__MATERIAL FOR THIS TASK__:
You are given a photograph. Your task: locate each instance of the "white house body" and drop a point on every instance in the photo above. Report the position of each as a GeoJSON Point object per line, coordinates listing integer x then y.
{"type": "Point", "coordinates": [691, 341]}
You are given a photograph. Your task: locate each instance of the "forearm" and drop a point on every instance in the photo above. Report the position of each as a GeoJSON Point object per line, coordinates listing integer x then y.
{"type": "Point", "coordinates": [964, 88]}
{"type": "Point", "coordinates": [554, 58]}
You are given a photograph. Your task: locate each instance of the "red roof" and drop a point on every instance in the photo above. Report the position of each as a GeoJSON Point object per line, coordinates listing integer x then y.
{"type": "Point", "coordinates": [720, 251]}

__SHORT PROBLEM__:
Rewrite every line of the entries above as a single numbered list, leaving out any blank lines.

__EXPECTED OUTPUT__:
1. You are given a photograph. Your task: locate each instance of the "white house body" and drop a point on every instance in the photo above. Report the position of each as a GeoJSON Point object per line, coordinates listing integer x then y.
2. {"type": "Point", "coordinates": [691, 341]}
3. You are given a photograph. Your task: locate each instance of the "forearm" and drop a point on every instance in the photo above. Report the position of each as a GeoJSON Point object per line, coordinates listing integer x then y.
4. {"type": "Point", "coordinates": [964, 88]}
5. {"type": "Point", "coordinates": [554, 58]}
6. You are given a photograph. Your task: locate each instance of the "red roof" and drop a point on every instance in the photo above. Report the position of each as a GeoJSON Point object per line, coordinates listing integer x then y.
7. {"type": "Point", "coordinates": [720, 251]}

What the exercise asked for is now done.